**DOCUMENT PASSAGE**:
_____
Member of the Nebraska Legislature from the 42nd district
- In office January 8, 1975 – November 14, 1982
- Preceded by: J. James Waldron (redistricted)
- Succeeded by: James Pappas

Personal details
- Born: July 29, 1905 Julesburg, Colorado
- Died: November 15, 1982 (aged 77) North Platte, Nebraska
- Party: Democratic
- Spouse: Mattie Ella Washburn ​ ​(m. 1934)​
- Children: 2 (Myron, Margene)
- Education: Grand Island College University of Nebraska (B.S.)
- Occupation: Teacher, agricultural researcher

= Myron Rumery =

American politician (1905–1982)

Myron Rumery (July 29, 1905 – November 15, 1982) was a Democratic politician from Nebraska who served as a member of the Nebraska Legislature from the 42nd district from 1975 until his death in 1982.
_____
**DATA SEGMENT**:
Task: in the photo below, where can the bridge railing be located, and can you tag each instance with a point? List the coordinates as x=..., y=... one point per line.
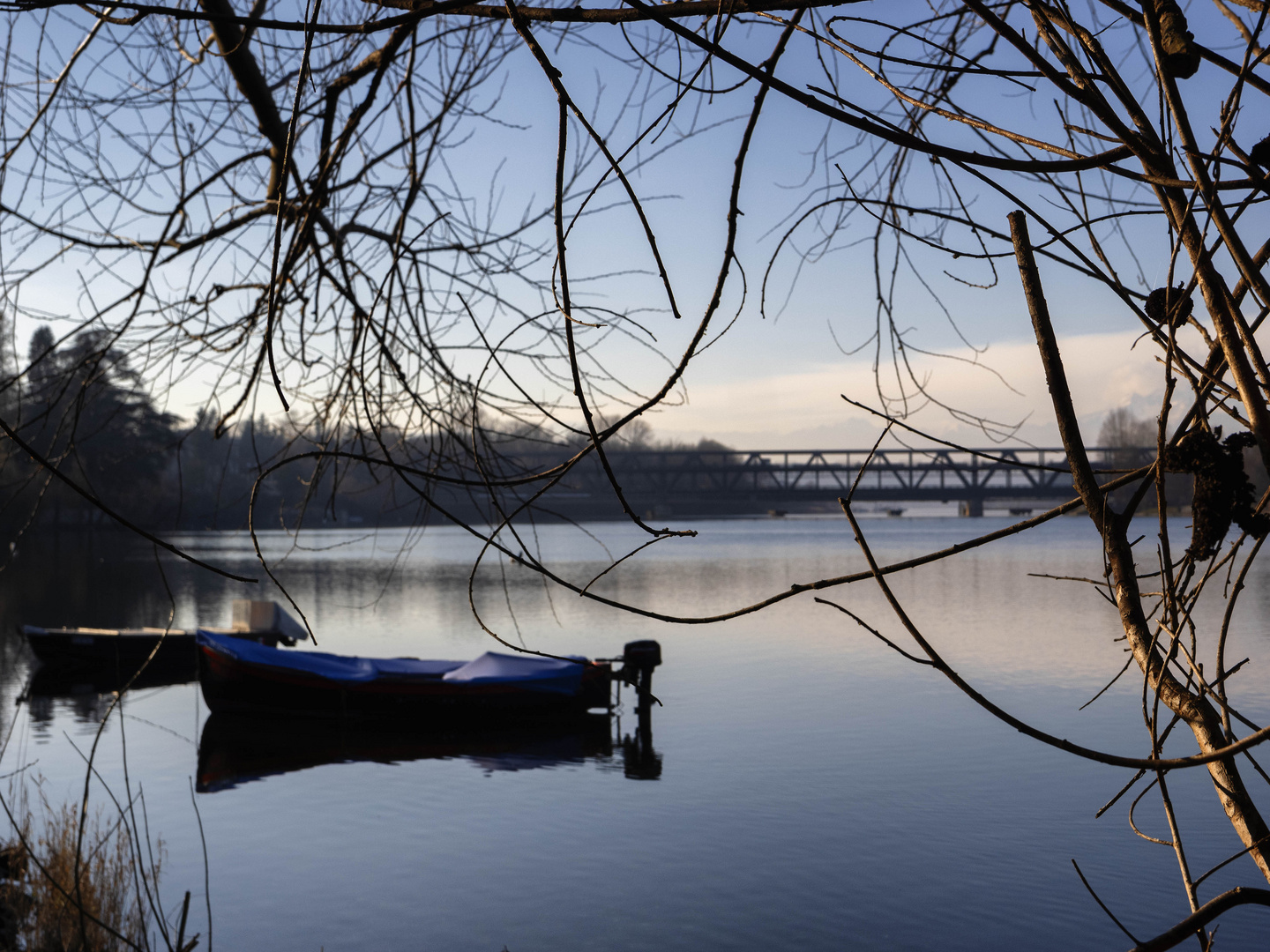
x=937, y=472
_____
**TO BE DONE**:
(a) According to the Myron Rumery article, who succeeded him in the Nebraska Legislature?
(b) Reproduce word for word everything in the Myron Rumery article from "- Succeeded by: James" down to "American politician (1905–1982)".
(c) Write the next part of the article on the Nebraska legislator Myron Rumery, picking up after its last sentence.

**WRITTEN RESPONSES**:
(a) James Pappas

(b)
- Succeeded by: James Pappas

Personal details
- Born: July 29, 1905 Julesburg, Colorado
- Died: November 15, 1982 (aged 77) North Platte, Nebraska
- Party: Democratic
- Spouse: Mattie Ella Washburn ​ ​(m. 1934)​
- Children: 2 (Myron, Margene)
- Education: Grand Island College University of Nebraska (B.S.)
- Occupation: Teacher, agricultural researcher

= Myron Rumery =

American politician (1905–1982)

(c)
==Early life==
Rumery was born in Julesburg, Colorado, in 1905. He grew up in Mason City, Nebraska, and graduated from Mason City High School. Rumery attended Grand Island College and graduated from the University of Nebraska College of Agriculture. He taught high school for several years, and then joined the University of Nebraska's North Platte Station in 1943, where he supervised agricultural research and eventually served as the Station's acting superintendent.

==Nebraska Legislature==
In 1974, following redistricting, the 42nd district, which was represented by J. James Waldron in the state legislature, was shifted to Cuming and Lincoln counties. Waldron opted to run for Congress rather than seek re-election, and Rumery ran to succeed him. In the nonpartisan primary, Rumery, a Democrat, faced Lorraine Orr, the former chair of the Nebraska Republican Party, and civic activist Robert Brownell. Rumery placed first in the primary election, winning 40 percent of the vote to Orr's 34 percent and Brownell's 26 percent, and he advanced to the general election with Orr. Rumery defeated Orr by a wide margin, winning his first term, 58–42 percent.

Rumery ran for re-election in 1978, and was re-elected unopposed. He declined to seek a third term in 1982.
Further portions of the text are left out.